EXCERPT TO READ below:

Adapted from Born Anxious: The Lifelong Impact of Early Life Adversity—and How to Break the Cycle, by Daniel P. Keating. Published by St. Martin’s Press. Copyright © 2017 Daniel P. Keating. Reprinted with permission of the publisher, St. Martin’s Press. All rights reserved.

By the late 1990s, our group at the Canadian Institute for Advanced Research had identified robust connections between early adversity and lifelong anxiety and stress, leading to problems in social relationships and mental and physical health—and even to shorter lives. What we needed was an explanation for why this was happening: How does early-life stress “get under the skin”?

Enter Michael Meaney, a professor at McGill University who specialized in neurology, stress, maternal care, and gene expression. He had been studying rodents displaying stress dysregulation (SDR), who were over-reactive to stressors and stayed in a stressed-out state longer. He had discovered physiological differences and behavioral problems in rats who’d been deprived of maternal nurturing, which aligned with previous studies, but he also arrived with a brand-new and as yet unpublished finding. He had actually found a biological mechanism—a process that seemed to explain why those who experienced stress early in life had so much trouble thereafter. As he explained what he had learned, we suddenly realized that this was the missing piece of our puzzle.

Meaney’s lab had been studying the link from deficiencies in early nurturing to SDR for some time and had been seeking the underlying biology of why this happened. A chance meeting at a conference with a McGill colleague, Moshe Szyf, provided the inspiration. A pioneer in the growing field of epigenetics, Szyf suggested that an epigenetic change to genes that control the stress system might be worth exploring. Up to this point, nearly all the work on epigenetics had looked at it in terms of normal fetal development—where it plays a major role in controlling how and when genes work—or in response to physical inputs throughout life. The spark here was to explore whether social experiences—in this case, early nurturing—could have a similar effect.

End of EXCERPT TO READ.
ENTRIES PROVIDED below:

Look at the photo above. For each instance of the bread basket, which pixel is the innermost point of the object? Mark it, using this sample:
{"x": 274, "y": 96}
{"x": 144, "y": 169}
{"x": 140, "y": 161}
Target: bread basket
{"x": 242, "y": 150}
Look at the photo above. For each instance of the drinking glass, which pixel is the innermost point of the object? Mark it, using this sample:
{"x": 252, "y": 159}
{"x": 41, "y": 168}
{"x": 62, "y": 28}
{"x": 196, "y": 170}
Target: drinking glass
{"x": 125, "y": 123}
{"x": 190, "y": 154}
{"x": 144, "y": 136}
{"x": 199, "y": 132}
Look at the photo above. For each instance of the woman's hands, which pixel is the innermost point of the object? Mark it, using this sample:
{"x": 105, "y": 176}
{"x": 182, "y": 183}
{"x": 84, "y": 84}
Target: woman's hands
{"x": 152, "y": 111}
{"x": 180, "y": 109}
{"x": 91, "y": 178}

End of ENTRIES PROVIDED.
ENTRIES PROVIDED below:

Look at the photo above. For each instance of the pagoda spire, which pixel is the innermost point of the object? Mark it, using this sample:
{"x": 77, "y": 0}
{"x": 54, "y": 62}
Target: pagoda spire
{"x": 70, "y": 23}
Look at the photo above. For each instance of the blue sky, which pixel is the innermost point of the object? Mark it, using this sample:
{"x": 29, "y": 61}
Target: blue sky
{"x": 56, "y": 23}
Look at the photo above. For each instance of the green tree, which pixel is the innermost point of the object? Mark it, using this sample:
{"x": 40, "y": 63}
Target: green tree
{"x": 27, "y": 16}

End of ENTRIES PROVIDED.

▶ TO DO
Reproduce the full excerpt on early-life stress and epigenetics word for word, from its first line to its last.

▶ SOLUTION TO THE PROBLEM
Adapted from Born Anxious: The Lifelong Impact of Early Life Adversity—and How to Break the Cycle, by Daniel P. Keating. Published by St. Martin’s Press. Copyright © 2017 Daniel P. Keating. Reprinted with permission of the publisher, St. Martin’s Press. All rights reserved.

By the late 1990s, our group at the Canadian Institute for Advanced Research had identified robust connections between early adversity and lifelong anxiety and stress, leading to problems in social relationships and mental and physical health—and even to shorter lives. What we needed was an explanation for why this was happening: How does early-life stress “get under the skin”?

Enter Michael Meaney, a professor at McGill University who specialized in neurology, stress, maternal care, and gene expression. He had been studying rodents displaying stress dysregulation (SDR), who were over-reactive to stressors and stayed in a stressed-out state longer. He had discovered physiological differences and behavioral problems in rats who’d been deprived of maternal nurturing, which aligned with previous studies, but he also arrived with a brand-new and as yet unpublished finding. He had actually found a biological mechanism—a process that seemed to explain why those who experienced stress early in life had so much trouble thereafter. As he explained what he had learned, we suddenly realized that this was the missing piece of our puzzle.

Meaney’s lab had been studying the link from deficiencies in early nurturing to SDR for some time and had been seeking the underlying biology of why this happened. A chance meeting at a conference with a McGill colleague, Moshe Szyf, provided the inspiration. A pioneer in the growing field of epigenetics, Szyf suggested that an epigenetic change to genes that control the stress system might be worth exploring. Up to this point, nearly all the work on epigenetics had looked at it in terms of normal fetal development—where it plays a major role in controlling how and when genes work—or in response to physical inputs throughout life. The spark here was to explore whether social experiences—in this case, early nurturing—could have a similar effect.